THE TASK> Within the material below, transcribe exactly the lines from the one holding "gray hooded collar" through the one holding "ivy covered slope", keeping both ends and skipping the rest.

(EXTRACTED RECORDS Opens)

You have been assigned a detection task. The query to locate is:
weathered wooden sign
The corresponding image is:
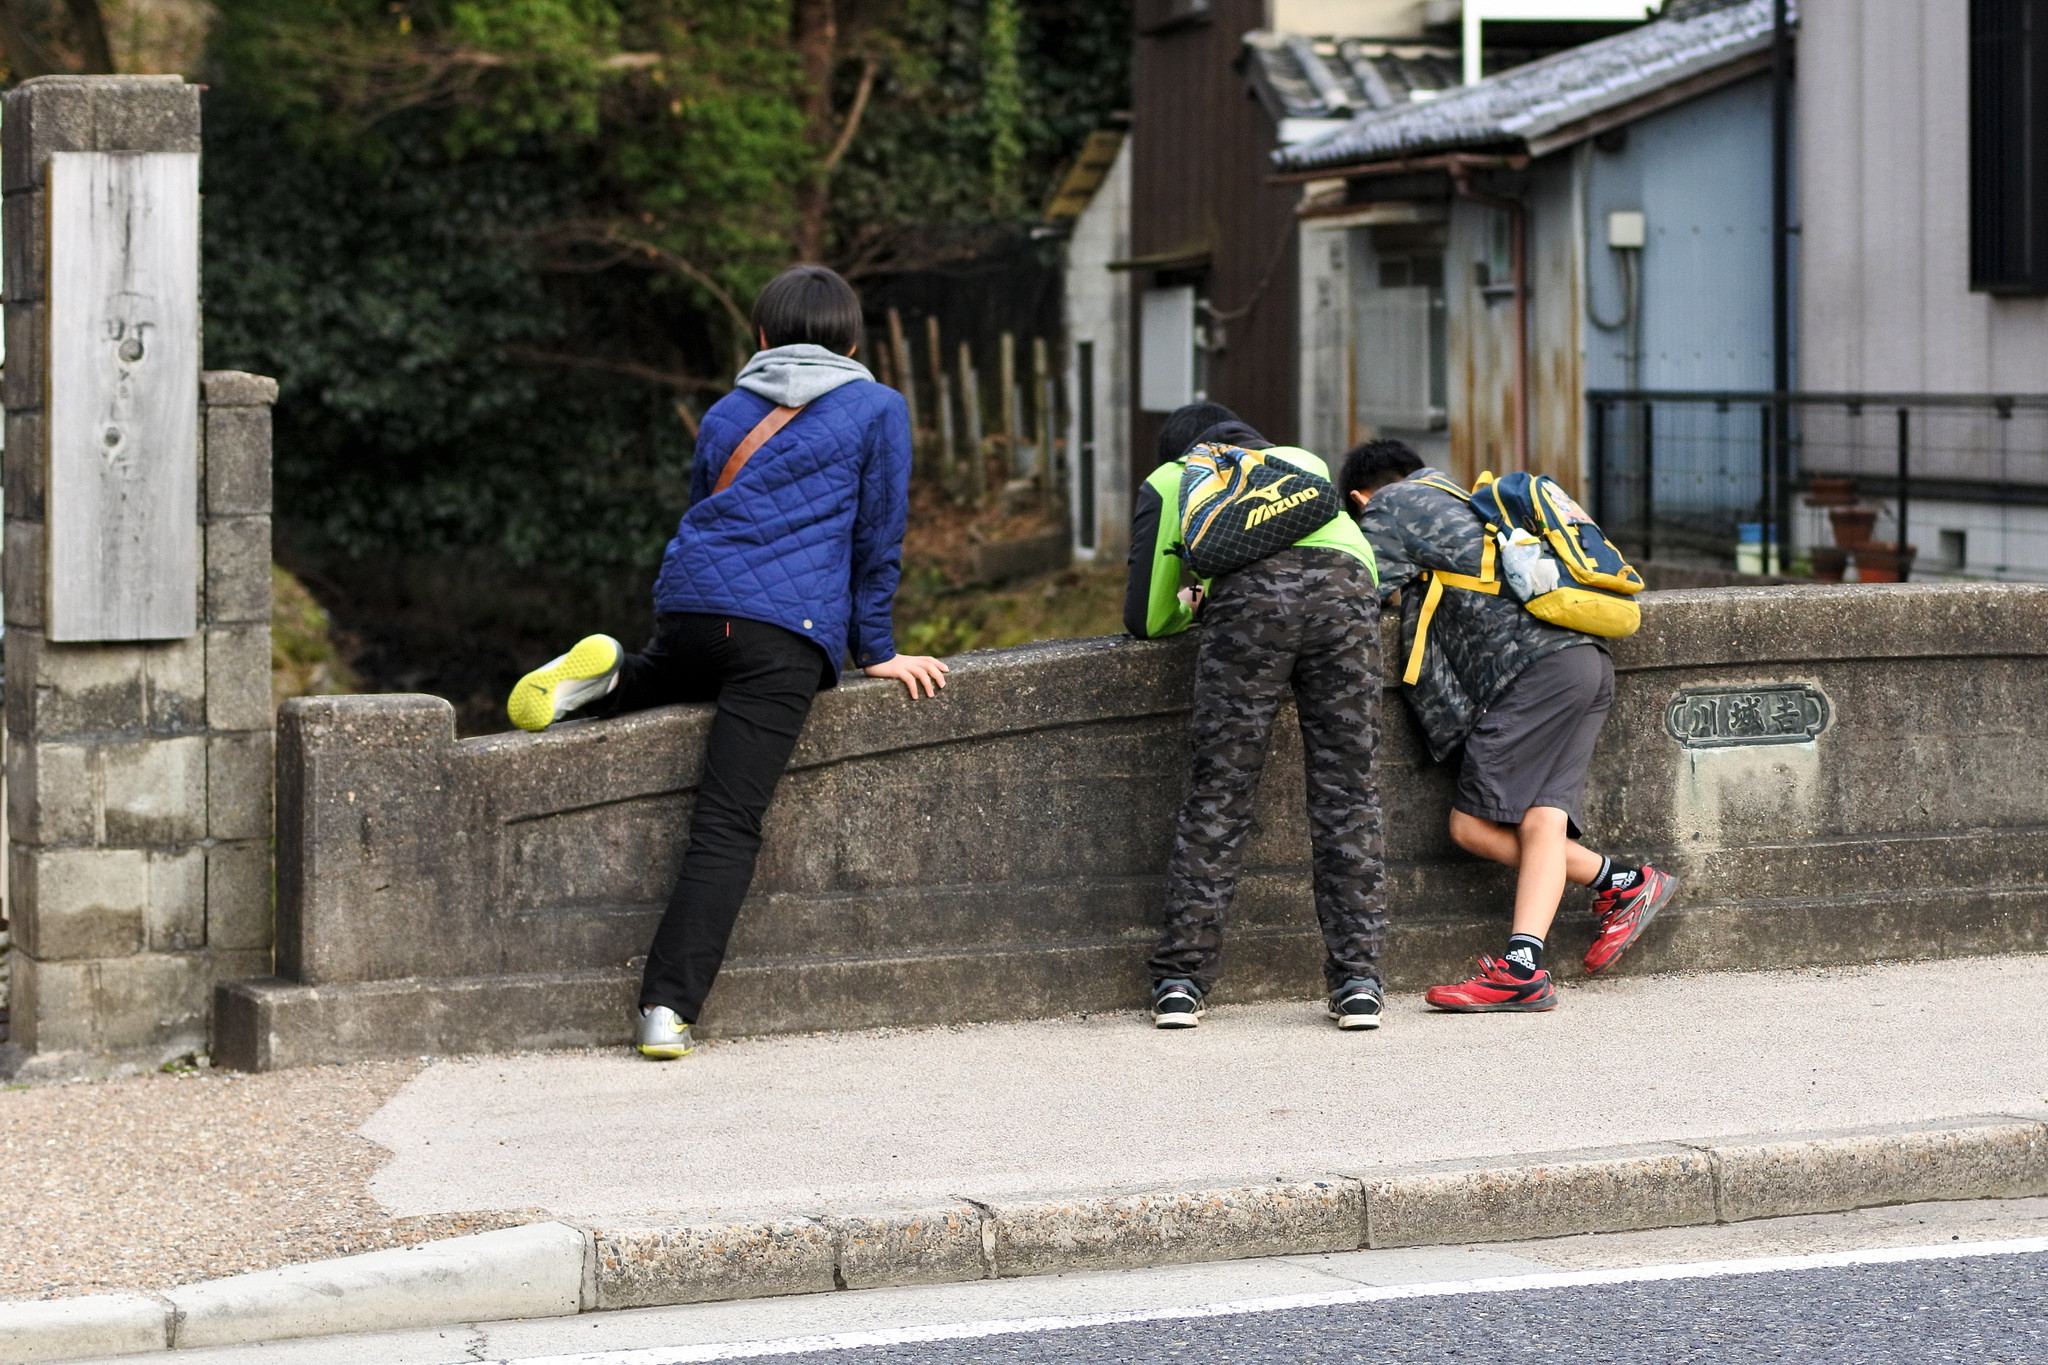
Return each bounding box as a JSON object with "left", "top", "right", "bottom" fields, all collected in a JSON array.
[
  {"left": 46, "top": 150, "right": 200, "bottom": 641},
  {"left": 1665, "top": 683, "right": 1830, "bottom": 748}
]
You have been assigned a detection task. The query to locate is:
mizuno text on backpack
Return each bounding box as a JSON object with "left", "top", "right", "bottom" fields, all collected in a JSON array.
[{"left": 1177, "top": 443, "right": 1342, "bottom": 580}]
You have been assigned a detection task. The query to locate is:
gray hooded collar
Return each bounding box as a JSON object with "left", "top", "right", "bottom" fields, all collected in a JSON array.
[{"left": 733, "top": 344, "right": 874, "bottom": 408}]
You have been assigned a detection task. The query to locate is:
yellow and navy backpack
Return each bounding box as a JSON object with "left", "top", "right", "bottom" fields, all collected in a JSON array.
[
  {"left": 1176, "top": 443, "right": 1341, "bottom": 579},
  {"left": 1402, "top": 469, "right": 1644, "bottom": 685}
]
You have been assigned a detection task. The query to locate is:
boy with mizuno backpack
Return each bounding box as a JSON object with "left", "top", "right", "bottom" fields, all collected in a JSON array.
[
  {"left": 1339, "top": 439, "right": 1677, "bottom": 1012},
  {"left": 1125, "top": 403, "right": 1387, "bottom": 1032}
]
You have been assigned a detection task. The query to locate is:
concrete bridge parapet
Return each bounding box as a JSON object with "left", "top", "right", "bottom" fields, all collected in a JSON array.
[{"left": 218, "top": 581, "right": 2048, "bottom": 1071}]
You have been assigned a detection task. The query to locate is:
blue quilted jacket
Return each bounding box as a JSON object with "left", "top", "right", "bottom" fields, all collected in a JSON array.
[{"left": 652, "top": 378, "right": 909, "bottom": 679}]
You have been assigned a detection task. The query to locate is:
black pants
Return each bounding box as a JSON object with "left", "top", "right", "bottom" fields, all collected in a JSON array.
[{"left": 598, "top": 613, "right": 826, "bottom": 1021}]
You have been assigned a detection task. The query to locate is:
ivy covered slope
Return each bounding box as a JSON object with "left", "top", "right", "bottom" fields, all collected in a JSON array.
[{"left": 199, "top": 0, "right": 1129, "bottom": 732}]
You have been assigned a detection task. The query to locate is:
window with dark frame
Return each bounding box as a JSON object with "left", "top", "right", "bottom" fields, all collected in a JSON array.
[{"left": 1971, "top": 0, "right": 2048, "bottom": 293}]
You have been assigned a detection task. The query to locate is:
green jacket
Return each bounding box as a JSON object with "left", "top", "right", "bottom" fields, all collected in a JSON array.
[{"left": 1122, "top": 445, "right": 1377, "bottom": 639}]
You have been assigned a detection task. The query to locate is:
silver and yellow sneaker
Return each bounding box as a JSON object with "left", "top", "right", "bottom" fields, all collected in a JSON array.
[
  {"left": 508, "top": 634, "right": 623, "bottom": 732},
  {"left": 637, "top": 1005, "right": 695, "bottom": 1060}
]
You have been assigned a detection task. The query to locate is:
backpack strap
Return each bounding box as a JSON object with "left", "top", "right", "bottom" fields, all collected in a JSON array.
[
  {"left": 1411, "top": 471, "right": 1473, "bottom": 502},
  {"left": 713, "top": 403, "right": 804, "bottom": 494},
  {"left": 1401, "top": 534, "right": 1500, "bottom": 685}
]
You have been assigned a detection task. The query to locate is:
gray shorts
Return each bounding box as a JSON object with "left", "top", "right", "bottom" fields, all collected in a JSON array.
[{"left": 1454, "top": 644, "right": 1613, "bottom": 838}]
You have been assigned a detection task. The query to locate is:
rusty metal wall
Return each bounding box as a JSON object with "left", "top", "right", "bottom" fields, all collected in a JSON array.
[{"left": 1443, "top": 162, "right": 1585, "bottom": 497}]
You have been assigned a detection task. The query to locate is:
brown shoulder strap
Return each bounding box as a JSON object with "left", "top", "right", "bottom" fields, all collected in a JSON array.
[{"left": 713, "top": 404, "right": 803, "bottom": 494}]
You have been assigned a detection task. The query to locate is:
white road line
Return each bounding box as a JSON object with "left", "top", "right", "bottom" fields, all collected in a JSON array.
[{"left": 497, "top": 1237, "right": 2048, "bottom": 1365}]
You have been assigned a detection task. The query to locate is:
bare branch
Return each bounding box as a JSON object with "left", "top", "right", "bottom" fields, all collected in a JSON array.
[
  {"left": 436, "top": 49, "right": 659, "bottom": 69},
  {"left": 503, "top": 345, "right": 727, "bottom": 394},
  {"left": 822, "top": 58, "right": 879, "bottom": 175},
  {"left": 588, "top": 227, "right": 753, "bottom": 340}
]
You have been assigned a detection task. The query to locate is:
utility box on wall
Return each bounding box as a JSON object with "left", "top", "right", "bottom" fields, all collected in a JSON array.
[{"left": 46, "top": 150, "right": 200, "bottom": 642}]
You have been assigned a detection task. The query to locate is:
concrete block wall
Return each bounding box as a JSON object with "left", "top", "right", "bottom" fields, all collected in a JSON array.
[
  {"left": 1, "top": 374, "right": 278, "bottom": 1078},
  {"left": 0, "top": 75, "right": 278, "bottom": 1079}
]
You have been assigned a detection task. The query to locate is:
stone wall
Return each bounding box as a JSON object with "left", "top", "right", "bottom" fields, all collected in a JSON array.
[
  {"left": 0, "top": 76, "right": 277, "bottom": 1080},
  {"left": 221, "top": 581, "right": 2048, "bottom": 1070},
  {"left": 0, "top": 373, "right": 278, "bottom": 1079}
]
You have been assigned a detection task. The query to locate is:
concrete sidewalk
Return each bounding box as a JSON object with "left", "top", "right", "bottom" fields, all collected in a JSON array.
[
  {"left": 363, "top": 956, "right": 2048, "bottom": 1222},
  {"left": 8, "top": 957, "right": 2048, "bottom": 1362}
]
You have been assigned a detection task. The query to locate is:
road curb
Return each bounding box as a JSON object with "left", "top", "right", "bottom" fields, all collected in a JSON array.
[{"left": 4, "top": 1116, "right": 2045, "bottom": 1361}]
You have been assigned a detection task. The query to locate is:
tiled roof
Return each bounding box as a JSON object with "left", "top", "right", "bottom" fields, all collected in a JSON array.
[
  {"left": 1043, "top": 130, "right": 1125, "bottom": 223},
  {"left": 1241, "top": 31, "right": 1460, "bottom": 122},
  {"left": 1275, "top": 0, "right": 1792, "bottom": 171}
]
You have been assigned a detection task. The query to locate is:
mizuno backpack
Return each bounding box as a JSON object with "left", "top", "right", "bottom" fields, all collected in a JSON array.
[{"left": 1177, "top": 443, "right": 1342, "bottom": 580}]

(EXTRACTED RECORDS Closes)

RESPONSE TO THIS EXERCISE>
gray hooded collar
Return each bounding box as a JSON object with "left", "top", "right", "bottom" fields, all collected in a JSON array.
[{"left": 733, "top": 344, "right": 874, "bottom": 408}]
You have been assigned a detection task. The query to locate is:
yellow and navy backpack
Return each bounding box as a JSON object with "left", "top", "right", "bottom" fields, all collected in a JSON array.
[
  {"left": 1176, "top": 443, "right": 1341, "bottom": 579},
  {"left": 1402, "top": 469, "right": 1644, "bottom": 685}
]
You have been assigned a detection task. The query to locate is:
boy with mizuno backpack
Return each bounding box as a JSON object with "left", "top", "right", "bottom" fields, all collected in a JSON array.
[
  {"left": 1339, "top": 439, "right": 1677, "bottom": 1012},
  {"left": 1125, "top": 403, "right": 1387, "bottom": 1032}
]
You have been assigned a detection task. The query to locate is:
concrete bridge parapet
Return each bounding box as a JSON object with "left", "top", "right", "bottom" fields, all collected in a JSON array.
[{"left": 218, "top": 581, "right": 2048, "bottom": 1071}]
You have been assigned a detection task. The query to locate is:
blue quilted jacket
Return each bounding box as a JSON object with "left", "top", "right", "bottom" fields, all collected in a JSON array.
[{"left": 652, "top": 378, "right": 909, "bottom": 679}]
You have been assigned a detection task. The query to locate is:
black pants
Return each bounding box as a JSON object with "left", "top", "right", "bottom" fields, all collected in a JSON array.
[{"left": 598, "top": 613, "right": 826, "bottom": 1021}]
You have been assigned a detection task. The query to locate is:
ivy covered slope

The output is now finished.